- Task description -
Copy all lines below containing "roof".

- Exercise input -
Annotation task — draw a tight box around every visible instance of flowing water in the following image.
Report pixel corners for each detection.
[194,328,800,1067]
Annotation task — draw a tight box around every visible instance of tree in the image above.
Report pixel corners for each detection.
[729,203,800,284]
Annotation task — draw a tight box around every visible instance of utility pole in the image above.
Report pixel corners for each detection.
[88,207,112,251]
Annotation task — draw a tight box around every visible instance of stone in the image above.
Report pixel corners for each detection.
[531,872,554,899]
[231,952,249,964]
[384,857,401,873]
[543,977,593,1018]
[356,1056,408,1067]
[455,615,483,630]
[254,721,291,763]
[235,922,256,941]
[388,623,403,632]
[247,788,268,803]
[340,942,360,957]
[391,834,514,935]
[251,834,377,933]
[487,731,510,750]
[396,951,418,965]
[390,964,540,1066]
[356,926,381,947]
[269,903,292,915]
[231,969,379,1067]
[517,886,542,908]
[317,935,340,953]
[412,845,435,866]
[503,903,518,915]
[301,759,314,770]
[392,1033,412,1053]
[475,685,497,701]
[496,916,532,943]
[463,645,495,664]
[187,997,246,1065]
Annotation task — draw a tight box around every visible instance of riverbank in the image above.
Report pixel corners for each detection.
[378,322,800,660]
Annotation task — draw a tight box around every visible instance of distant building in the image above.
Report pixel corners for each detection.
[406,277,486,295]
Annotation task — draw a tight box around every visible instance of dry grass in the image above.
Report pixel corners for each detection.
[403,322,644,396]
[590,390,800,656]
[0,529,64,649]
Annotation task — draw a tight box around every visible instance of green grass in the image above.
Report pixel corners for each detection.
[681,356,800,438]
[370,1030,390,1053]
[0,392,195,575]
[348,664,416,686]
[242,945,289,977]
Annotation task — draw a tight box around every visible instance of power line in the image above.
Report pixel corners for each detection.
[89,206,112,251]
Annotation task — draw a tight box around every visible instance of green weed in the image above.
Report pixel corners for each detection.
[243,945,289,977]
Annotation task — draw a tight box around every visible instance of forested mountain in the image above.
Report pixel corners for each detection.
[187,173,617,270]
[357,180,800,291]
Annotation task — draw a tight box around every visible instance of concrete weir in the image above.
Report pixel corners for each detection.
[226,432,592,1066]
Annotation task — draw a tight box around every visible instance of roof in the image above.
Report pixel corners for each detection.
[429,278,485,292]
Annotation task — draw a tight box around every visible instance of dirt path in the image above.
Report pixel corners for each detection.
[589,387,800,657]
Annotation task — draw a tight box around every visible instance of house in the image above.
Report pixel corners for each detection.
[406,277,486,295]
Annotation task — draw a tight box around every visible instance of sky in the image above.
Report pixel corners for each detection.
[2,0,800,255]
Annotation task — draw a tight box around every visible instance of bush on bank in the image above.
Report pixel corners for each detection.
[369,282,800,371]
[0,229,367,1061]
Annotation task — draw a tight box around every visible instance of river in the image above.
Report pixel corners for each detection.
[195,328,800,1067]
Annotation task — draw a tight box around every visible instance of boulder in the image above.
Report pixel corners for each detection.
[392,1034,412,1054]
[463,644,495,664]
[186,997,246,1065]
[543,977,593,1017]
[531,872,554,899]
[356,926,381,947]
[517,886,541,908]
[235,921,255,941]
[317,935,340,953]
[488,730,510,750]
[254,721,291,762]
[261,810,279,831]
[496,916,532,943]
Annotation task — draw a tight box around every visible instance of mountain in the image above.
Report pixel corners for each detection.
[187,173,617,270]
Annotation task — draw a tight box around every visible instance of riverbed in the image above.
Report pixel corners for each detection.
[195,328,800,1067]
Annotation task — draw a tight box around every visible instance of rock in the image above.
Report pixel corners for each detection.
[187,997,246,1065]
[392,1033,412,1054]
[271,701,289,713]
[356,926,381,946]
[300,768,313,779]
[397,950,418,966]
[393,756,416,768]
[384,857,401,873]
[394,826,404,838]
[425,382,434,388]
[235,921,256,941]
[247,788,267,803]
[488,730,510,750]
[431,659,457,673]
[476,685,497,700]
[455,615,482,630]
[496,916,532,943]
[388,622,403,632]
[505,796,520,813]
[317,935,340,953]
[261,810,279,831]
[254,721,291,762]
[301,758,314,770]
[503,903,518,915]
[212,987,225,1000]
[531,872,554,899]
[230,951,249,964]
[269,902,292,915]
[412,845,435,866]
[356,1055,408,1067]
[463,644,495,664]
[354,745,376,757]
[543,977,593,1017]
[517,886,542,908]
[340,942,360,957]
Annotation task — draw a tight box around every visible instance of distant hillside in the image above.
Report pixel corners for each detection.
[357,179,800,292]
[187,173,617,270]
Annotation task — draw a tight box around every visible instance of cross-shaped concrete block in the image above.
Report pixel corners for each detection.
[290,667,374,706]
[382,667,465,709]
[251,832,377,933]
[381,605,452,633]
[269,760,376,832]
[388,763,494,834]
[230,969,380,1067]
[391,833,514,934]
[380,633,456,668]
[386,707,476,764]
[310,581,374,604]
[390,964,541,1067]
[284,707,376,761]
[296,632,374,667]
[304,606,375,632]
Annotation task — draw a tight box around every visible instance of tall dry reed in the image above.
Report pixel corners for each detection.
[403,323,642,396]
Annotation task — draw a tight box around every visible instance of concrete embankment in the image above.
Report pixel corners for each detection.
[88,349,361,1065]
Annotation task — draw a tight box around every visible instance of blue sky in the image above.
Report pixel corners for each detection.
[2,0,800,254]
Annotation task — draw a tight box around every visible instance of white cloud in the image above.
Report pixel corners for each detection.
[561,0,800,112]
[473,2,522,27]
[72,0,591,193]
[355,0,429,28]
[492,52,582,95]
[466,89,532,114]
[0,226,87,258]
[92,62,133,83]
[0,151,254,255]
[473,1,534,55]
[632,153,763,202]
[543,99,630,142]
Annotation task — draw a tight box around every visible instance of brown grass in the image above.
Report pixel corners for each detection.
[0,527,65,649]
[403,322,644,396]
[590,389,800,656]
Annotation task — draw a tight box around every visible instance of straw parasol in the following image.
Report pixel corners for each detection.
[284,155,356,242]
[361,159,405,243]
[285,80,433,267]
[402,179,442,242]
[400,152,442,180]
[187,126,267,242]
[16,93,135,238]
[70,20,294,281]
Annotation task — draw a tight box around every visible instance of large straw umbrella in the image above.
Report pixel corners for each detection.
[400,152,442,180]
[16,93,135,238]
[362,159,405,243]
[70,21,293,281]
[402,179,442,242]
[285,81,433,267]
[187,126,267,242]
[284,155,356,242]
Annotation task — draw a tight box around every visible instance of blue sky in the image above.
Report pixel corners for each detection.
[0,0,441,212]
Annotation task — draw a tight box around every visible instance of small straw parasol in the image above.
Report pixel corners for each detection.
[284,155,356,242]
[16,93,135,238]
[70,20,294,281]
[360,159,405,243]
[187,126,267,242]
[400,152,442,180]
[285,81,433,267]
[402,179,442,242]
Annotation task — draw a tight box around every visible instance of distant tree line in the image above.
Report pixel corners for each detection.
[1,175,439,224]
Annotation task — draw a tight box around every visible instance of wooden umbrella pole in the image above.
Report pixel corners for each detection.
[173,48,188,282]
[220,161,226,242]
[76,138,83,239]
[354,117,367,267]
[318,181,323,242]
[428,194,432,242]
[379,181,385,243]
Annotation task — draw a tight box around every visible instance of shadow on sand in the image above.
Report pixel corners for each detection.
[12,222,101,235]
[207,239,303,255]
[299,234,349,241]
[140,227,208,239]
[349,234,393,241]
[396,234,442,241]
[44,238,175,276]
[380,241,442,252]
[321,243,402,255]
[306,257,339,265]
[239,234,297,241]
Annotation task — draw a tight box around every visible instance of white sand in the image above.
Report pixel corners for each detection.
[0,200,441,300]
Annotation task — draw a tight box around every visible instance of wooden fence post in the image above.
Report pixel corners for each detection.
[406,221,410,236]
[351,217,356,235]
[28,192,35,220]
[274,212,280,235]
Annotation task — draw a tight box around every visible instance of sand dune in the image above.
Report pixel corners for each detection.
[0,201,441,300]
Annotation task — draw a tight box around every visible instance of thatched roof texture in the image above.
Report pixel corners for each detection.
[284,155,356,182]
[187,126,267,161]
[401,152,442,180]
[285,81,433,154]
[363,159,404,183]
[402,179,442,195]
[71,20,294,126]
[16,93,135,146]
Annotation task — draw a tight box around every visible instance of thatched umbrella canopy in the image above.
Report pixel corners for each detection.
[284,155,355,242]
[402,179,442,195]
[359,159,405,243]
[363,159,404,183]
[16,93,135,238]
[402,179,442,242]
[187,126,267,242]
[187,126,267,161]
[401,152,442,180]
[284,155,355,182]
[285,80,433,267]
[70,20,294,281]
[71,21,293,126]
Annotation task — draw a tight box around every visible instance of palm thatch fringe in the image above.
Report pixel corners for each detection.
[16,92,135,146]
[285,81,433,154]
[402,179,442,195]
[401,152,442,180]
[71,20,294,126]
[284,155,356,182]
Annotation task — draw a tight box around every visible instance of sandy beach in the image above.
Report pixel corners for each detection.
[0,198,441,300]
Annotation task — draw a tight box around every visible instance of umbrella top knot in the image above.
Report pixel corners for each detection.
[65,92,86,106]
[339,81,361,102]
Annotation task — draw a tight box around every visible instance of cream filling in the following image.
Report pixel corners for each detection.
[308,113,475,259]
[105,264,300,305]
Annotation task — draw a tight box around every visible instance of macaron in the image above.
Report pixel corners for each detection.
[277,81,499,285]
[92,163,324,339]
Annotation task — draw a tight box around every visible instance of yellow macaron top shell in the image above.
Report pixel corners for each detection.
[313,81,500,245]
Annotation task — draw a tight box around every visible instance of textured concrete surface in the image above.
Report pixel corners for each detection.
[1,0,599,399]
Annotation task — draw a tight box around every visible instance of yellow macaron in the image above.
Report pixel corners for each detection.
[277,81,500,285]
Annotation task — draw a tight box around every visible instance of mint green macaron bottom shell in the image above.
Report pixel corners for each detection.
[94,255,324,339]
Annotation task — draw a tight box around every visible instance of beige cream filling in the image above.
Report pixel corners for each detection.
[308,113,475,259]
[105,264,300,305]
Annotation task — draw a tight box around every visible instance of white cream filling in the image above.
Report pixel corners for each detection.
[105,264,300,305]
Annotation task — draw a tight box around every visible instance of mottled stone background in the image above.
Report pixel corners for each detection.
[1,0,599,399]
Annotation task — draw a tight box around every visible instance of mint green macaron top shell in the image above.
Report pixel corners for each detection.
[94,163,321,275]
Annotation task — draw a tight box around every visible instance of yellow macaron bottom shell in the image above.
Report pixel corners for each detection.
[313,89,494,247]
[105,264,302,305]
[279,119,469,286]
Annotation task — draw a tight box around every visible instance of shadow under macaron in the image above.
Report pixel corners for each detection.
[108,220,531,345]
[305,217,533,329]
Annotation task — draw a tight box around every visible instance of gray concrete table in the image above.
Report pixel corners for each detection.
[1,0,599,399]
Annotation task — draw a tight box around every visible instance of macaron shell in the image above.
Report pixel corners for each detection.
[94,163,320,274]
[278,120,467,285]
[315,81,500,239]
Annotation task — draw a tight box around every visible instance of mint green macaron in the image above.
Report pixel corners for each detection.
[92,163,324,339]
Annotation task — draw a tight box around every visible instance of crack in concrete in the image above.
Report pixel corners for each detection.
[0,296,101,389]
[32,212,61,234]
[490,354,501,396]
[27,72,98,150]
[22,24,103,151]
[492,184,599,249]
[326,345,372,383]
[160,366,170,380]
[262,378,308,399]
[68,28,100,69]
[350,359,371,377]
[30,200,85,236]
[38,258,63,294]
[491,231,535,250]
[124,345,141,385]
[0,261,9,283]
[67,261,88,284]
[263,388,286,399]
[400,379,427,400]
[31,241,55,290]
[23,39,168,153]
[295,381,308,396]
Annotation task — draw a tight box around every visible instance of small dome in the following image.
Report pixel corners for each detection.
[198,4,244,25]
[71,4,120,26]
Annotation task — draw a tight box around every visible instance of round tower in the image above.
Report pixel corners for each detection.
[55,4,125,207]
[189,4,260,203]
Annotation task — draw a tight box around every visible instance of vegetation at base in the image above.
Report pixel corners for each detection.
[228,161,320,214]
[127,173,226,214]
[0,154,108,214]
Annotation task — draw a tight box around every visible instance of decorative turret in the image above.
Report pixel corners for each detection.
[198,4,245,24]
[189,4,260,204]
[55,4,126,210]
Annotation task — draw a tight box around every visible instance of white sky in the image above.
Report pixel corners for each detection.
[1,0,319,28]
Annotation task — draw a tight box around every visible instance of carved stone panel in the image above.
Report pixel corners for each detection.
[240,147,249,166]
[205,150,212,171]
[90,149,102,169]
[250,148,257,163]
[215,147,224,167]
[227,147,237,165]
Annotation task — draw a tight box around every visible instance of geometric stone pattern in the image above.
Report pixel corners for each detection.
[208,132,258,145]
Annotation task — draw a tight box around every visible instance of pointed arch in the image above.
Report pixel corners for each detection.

- Output for this exercise -
Annotation task — draw a tight box around every visible instance of roof in the image above.
Annotation task — draw a tight box around every visible instance of thatched roof texture in the image above.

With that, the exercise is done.